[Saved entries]
━━━━━━━━━━━━━━━━━━━━
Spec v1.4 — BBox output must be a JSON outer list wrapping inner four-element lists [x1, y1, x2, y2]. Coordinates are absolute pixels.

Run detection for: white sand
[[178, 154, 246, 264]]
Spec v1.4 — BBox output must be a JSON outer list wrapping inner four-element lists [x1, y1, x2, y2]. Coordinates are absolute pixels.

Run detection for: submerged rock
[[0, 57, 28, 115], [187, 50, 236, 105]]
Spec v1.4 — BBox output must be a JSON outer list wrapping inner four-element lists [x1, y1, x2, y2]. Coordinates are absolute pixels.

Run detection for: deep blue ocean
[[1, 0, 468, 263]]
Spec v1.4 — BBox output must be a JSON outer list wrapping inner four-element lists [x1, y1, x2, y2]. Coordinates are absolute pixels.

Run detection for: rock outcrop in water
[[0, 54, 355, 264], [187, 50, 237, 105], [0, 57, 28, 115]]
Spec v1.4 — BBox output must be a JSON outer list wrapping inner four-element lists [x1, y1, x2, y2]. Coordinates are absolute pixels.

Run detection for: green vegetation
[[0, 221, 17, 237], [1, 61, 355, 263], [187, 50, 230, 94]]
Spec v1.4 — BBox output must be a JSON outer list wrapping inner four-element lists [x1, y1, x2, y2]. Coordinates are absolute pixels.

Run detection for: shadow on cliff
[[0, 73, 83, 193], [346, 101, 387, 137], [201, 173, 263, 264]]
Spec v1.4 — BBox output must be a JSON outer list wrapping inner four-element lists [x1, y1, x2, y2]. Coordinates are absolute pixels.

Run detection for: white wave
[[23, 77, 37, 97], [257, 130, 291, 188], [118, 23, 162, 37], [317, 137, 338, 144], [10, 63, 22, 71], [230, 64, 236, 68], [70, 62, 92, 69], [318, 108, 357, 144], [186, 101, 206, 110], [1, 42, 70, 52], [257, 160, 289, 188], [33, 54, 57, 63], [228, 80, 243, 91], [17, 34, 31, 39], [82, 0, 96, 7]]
━━━━━━━━━━━━━━━━━━━━
EXERCISE PROMPT
The line containing "Run detection for: shadow on cliff" and every line after it, through the end of the records above: output exactly those, and nothing else.

REPLY
Run detection for: shadow on cliff
[[0, 73, 83, 193], [346, 101, 387, 137], [201, 173, 263, 264]]
Spec v1.4 — BBox output must be a JSON outer list wrapping inner four-element lists [x1, y1, x2, y2]. Coordinates are absolute pixels.

Run detection for: white wave
[[23, 77, 37, 97], [257, 130, 291, 188], [118, 23, 162, 37], [317, 137, 338, 144], [10, 63, 22, 71], [230, 64, 236, 68], [70, 62, 92, 69], [318, 108, 357, 144], [186, 101, 206, 110], [1, 42, 70, 52], [257, 160, 289, 188], [33, 54, 57, 63], [228, 80, 243, 91], [17, 34, 31, 39], [82, 0, 96, 7]]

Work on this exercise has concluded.